Excerpt:
## BEGIN
However, if you do not need to save state in your cluster then it may be easier to just delete and recreate the entire cluster (the entire Azure resource group) every day. Creating a new cluster from scratch by deploying a new resource group generally takes less than a half hour, and this can be automated by using Powershell to deploy an ARM template. https://azure.microsoft.com/en-us/documentation/articles/service-fabric-cluster-creation-via-arm/ shows how to setup the ARM template and deploy using Powershell. You can additionally use a fixed domain name or static IP address so that clients don’t have to be reconfigured to connect to the cluster. If you have need to maintain other resources such as the storage account then you could also configure the ARM template to only delete the VM Scale Set and the SF Cluster resource while keeping the network, load balancer, storage accounts, etc.
Q)Is there a better way to stop/start the VMs rather than directly from the scale set?
If you want to stop the VMs in order to save cost, then starting/stopping the VMs directly from the scale set is the only option.
Q) Can we do a primary set with cheapest VMs we can find and add a secondary set with powerful VMs that we can turn on and off?
## END
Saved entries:
## BEGIN
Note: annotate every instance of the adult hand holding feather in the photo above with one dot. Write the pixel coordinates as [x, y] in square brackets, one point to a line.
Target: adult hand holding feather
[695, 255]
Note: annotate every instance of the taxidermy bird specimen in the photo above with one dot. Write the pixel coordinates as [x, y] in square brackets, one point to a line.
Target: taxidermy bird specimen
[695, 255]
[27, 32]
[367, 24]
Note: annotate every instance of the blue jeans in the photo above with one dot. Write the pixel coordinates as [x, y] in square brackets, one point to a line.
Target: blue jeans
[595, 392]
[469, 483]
## END
Written exercise A:
List the resources that the Azure cluster excerpt explicitly names as ones the ARM template could keep while it deletes the VM Scale Set and the SF Cluster resource.
Written exercise B:
In the saved entries, rename "Target" to "Object". Give only the lines from the one containing "Note: annotate every instance of the taxidermy" through the end of the saved entries, with nothing else changed.
The Azure cluster excerpt and the saved entries have nothing to do with each other.

Full answer A:
- network
- load balancer
- storage accounts

Full answer B:
Note: annotate every instance of the taxidermy bird specimen in the photo above with one dot. Write the pixel coordinates as [x, y] in square brackets, one point to a line.
Object: taxidermy bird specimen
[695, 255]
[27, 32]
[367, 24]
Note: annotate every instance of the blue jeans in the photo above with one dot. Write the pixel coordinates as [x, y] in square brackets, one point to a line.
Object: blue jeans
[595, 392]
[469, 483]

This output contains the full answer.